Problem details: Convert the data below into a two-column CSV with the headers instruction and response. Each row should pair a text with its answer, with each placed in one quoted field and line breaks replaced by spaces. Leave the pictures out.

Data shown:
○ ○ ○ ○
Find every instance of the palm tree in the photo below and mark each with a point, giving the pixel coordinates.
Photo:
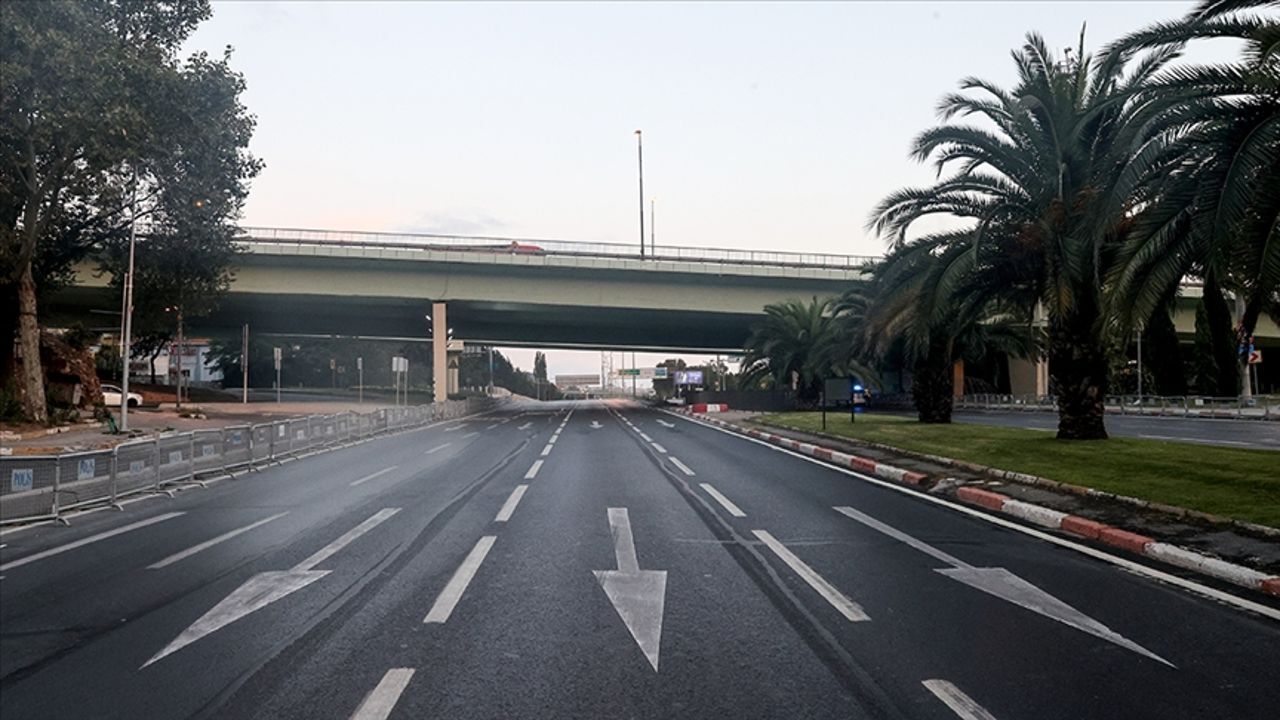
(1207, 168)
(1037, 192)
(801, 343)
(933, 331)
○ ○ ○ ○
Exercise response:
instruction,response
"Find every instance of the palm tree in the photo below and mark each with a point, giving the pixel coordinates. Photo:","(1207, 168) (1037, 192) (801, 343) (933, 331)"